# Your instructions:
Please copy every line of the records starting at the line containing "Tell me exactly where the pony's head" and ending at the line containing "top-left (38, 0), bottom-right (217, 291)", including both of those lines. Shift each coordinate in the answers by -55, and leave the sample coordinates in the usage notation unchanged.
━━ Extracted records ━━
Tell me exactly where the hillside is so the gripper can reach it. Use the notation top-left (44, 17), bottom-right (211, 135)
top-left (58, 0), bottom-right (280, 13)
━━━
━━ Extracted records ━━
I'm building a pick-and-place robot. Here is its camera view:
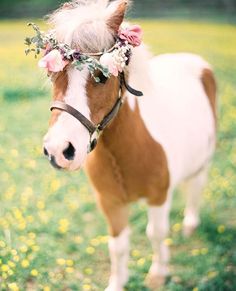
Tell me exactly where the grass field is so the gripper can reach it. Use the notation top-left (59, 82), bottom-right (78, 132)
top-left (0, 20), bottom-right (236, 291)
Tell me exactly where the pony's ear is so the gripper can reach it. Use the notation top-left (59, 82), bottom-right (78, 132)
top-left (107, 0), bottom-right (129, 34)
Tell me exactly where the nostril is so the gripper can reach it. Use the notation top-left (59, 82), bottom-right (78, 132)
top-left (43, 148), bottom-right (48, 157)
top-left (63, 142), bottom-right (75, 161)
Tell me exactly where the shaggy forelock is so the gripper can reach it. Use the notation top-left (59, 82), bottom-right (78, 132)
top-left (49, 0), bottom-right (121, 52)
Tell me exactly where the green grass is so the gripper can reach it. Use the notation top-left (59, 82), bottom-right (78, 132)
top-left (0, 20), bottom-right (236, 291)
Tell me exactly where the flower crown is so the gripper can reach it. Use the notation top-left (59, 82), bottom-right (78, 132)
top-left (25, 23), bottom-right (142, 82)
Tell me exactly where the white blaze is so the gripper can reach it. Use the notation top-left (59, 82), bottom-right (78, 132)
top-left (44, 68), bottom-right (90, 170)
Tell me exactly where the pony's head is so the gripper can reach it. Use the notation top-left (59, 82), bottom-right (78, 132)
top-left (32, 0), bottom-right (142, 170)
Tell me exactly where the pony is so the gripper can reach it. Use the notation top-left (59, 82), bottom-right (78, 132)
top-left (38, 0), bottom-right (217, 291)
━━━
# The solution:
Tell me exactly where the pony's head is so the gripper can reach it. Use the notation top-left (59, 82), bottom-right (78, 132)
top-left (-23, -55), bottom-right (87, 115)
Tell me exactly where the pony is so the gripper can reach it. Use the notation top-left (59, 82), bottom-right (78, 132)
top-left (-17, -55), bottom-right (162, 236)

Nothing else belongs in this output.